* PAGE EXTRACT *
....................
Karlovačko live 2011.
- Associated album: Bižuterija
- Start date: 27 November 2011
- End date: 28 December 2011
- No. of shows: 10

Jelena Rozga and Bajaga i instruktori concert chronology
- The Bižuterija Tour (2010–12); Karlovačko live 2011. (2011); Minut Srca Mog Tour (2022–23);

= Karlovačko live 2011. =

2011 concert tour by Jelena Rozga and Bajaga i instruktori

Karlovačko live 2011. was a co-headlining concert tour by Croatian pop singer Jelena Rozga and Serbian rock band Bajaga i instruktori. The tour was embarked on 27 November 2011 in Split, Croatia at the Spaladium Arena, and concluded on 28 December of the same year in Pula, at the Mate Parlov Sport Centre.

==Background==
Karlovačko live is a common denomination for music projects related to the Karlovačko bear. The tradition of the project began in 2002 with Zucchero's concert in Pula. In 2004, Karlovačko live served as the debut for Miroslav Škoro and Prljavo kazalište. A year afterwards, Severina and Crvena jabuka were performing shows in 12 Croatian cities and in 2006, Karlovačko gathered three performers: Tony Cetinski, Saša Lošić and Gazde. In 2007, for the first time in Croatia, several performers from Bijelo dugme performed: Željko Bebek, Alen Islamović and Mladen Vojičić "Tifa", while the Karlovačko live tour of 2008 was given by Prljavo kazalište, the band which celebrated their 30th birthday at Karlovačko live. In 2009., the Karlovačko live tour was represented by Parni valjak and in 2010, Halid Bešlić and Crvenu jabuku.
....................
* EXTRACTED INFORMATION *

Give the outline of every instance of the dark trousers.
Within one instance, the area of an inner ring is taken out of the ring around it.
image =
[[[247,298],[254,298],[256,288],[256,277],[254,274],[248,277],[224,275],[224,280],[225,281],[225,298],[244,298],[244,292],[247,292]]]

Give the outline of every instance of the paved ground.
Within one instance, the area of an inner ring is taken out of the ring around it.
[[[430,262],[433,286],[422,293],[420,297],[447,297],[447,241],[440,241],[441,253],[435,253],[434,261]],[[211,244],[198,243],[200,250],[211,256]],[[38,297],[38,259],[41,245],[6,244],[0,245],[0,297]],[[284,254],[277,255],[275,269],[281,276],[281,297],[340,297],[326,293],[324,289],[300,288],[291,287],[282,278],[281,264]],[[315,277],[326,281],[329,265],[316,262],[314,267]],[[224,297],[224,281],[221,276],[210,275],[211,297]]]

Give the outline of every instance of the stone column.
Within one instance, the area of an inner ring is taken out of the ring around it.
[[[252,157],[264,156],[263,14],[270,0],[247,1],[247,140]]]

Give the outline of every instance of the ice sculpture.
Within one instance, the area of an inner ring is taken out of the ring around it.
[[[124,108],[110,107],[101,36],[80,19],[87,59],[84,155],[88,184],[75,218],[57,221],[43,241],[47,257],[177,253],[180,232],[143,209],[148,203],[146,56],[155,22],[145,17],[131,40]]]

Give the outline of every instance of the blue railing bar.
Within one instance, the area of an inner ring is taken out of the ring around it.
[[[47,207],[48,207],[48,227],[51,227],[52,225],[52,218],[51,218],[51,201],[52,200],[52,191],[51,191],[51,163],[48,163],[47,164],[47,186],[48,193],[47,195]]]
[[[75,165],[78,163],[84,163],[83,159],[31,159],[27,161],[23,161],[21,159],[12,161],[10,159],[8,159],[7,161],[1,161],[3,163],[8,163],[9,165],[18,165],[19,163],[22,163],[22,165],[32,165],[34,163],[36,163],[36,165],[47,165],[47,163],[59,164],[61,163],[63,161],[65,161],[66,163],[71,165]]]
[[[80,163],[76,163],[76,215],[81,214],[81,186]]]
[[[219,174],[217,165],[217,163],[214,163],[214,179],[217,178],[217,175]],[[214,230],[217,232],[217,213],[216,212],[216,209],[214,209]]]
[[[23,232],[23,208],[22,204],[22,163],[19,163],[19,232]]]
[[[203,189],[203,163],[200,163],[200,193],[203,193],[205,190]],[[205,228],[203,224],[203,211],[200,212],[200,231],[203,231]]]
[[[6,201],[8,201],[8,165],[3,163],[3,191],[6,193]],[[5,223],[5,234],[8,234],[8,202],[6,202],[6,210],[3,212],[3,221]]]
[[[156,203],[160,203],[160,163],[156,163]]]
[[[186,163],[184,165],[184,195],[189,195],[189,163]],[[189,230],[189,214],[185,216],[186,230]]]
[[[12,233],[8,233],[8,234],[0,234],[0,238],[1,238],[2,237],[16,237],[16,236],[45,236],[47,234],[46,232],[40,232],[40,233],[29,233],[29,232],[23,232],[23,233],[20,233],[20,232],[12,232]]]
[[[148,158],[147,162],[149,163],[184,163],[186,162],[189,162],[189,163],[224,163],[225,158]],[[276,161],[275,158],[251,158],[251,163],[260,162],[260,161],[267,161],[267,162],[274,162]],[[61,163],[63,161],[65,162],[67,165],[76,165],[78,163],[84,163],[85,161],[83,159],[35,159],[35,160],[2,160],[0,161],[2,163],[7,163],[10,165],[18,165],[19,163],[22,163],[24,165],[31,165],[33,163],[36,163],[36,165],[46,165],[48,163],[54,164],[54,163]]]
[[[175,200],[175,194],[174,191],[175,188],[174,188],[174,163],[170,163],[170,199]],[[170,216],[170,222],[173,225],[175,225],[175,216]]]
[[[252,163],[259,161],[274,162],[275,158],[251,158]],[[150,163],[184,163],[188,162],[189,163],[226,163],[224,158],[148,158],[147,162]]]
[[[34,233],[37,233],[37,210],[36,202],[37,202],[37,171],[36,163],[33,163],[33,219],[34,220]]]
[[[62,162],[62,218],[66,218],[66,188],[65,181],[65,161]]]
....................
* REQUIREMENTS *
1. According to the Karlovačko live text, what made the 2007 edition notable in Croatia? Answer in one to three sentences.
2. Name every performer that the Karlovačko live text says Karlovačko gathered in 2006.
3. Print the passage of the Karlovačko live text from "- Associated album: Bižuterija" down to "Parlov Sport Centre.".
Answer from the Karlovačko live text alone, not from the listing.

* RESULTS IN ORDER *
1. In 2007, several performers from Bijelo dugme performed for the first time in Croatia: Željko Bebek, Alen Islamović and Mladen Vojičić "Tifa".

2. Tony Cetinski, Saša Lošić and Gazde.

3.
- Associated album: Bižuterija
- Start date: 27 November 2011
- End date: 28 December 2011
- No. of shows: 10

Jelena Rozga and Bajaga i instruktori concert chronology
- The Bižuterija Tour (2010–12); Karlovačko live 2011. (2011); Minut Srca Mog Tour (2022–23);

= Karlovačko live 2011. =

2011 concert tour by Jelena Rozga and Bajaga i instruktori

Karlovačko live 2011. was a co-headlining concert tour by Croatian pop singer Jelena Rozga and Serbian rock band Bajaga i instruktori. The tour was embarked on 27 November 2011 in Split, Croatia at the Spaladium Arena, and concluded on 28 December of the same year in Pula, at the Mate Parlov Sport Centre.